Problem to solve: Retype exactly what appears below from the line containing "Could you point to the limestone" down to the line containing "Could you point to the boulder", keeping both end lines. Do not include pictures.

──────── Information provided

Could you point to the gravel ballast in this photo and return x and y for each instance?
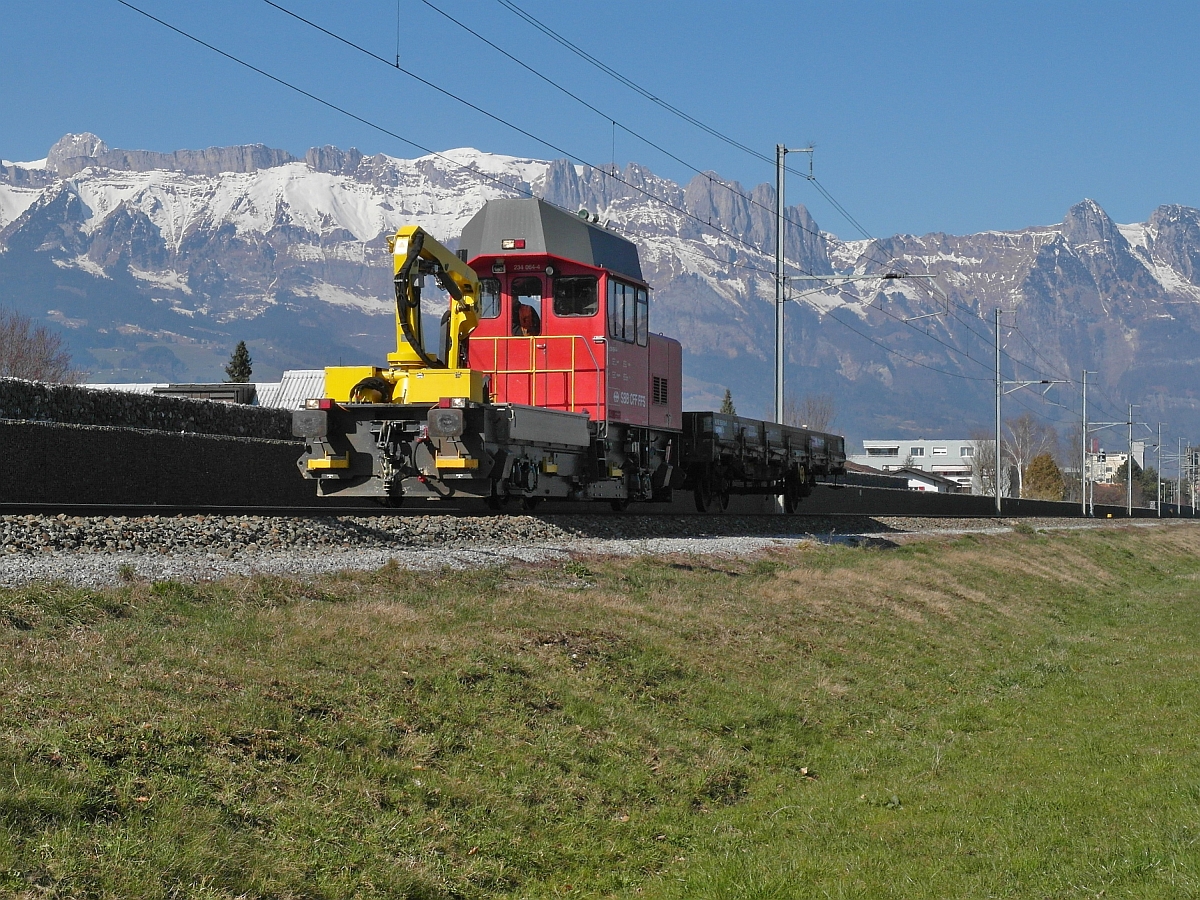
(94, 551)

────────────────
──────── Information provided

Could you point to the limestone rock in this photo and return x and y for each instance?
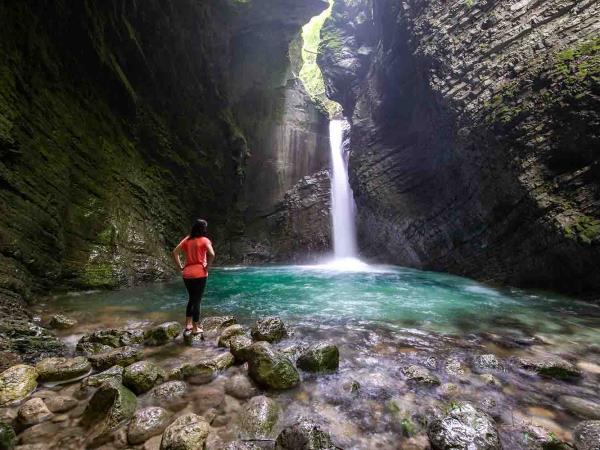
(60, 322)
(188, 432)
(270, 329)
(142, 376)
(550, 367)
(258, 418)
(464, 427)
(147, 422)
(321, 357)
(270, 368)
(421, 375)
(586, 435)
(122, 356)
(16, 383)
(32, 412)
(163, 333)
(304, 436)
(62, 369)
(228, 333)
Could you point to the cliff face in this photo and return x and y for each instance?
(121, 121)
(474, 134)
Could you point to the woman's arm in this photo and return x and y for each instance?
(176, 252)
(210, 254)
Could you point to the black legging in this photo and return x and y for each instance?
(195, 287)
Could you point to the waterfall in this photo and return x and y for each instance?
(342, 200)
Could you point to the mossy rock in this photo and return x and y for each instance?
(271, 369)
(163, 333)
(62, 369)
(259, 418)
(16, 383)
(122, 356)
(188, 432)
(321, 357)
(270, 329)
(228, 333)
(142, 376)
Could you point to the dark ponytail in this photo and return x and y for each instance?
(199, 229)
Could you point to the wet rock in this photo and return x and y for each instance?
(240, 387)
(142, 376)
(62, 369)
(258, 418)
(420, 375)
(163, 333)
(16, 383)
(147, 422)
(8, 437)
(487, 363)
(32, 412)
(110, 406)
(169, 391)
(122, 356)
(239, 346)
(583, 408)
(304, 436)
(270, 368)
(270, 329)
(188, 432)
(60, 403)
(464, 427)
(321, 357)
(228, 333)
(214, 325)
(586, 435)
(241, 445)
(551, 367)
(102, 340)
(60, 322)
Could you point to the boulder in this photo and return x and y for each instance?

────────────────
──────── Information provided

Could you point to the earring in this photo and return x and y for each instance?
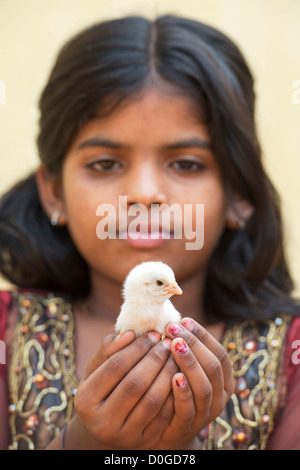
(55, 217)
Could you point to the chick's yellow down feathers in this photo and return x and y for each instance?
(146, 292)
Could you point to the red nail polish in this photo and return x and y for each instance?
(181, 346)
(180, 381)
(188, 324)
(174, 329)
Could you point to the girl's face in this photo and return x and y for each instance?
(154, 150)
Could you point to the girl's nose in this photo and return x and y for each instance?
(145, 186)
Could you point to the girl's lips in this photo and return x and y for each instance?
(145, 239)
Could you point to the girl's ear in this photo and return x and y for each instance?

────────────────

Written answer:
Could you point to the limestone rock in this photo and return x and y for each instance?
(60, 322)
(188, 432)
(270, 329)
(142, 376)
(550, 367)
(258, 418)
(464, 427)
(147, 422)
(321, 357)
(270, 368)
(421, 375)
(586, 435)
(122, 356)
(16, 383)
(32, 412)
(163, 333)
(304, 436)
(62, 369)
(228, 333)
Could you point to the cliff face in this photo and return x and y for each instance?
(121, 121)
(474, 134)
Could you point to the woman's arm in this photo and return x and y for each instance?
(176, 252)
(210, 254)
Could you point to the black legging in this photo and return x and y for each instance?
(195, 287)
Could you point to the waterfall in this photo and return x and y for each instance?
(342, 200)
Could you point to the mossy rock in this photo and return x and y for each instance?
(271, 369)
(163, 333)
(62, 369)
(259, 418)
(16, 383)
(122, 356)
(188, 432)
(321, 357)
(270, 329)
(228, 333)
(142, 376)
Could you point to the dark ponytail in this photo and return x and y for each instance?
(199, 229)
Could you point to the wet rock in this photo and return x and y for each instance?
(240, 387)
(142, 376)
(62, 369)
(258, 418)
(420, 375)
(163, 333)
(16, 383)
(147, 422)
(8, 437)
(487, 363)
(32, 412)
(110, 406)
(169, 391)
(122, 356)
(239, 346)
(583, 408)
(304, 436)
(270, 368)
(270, 329)
(188, 432)
(60, 403)
(464, 427)
(321, 357)
(228, 333)
(214, 325)
(586, 435)
(241, 445)
(551, 367)
(102, 340)
(60, 322)
Could you point to the boulder in this photo and return x and y for each instance?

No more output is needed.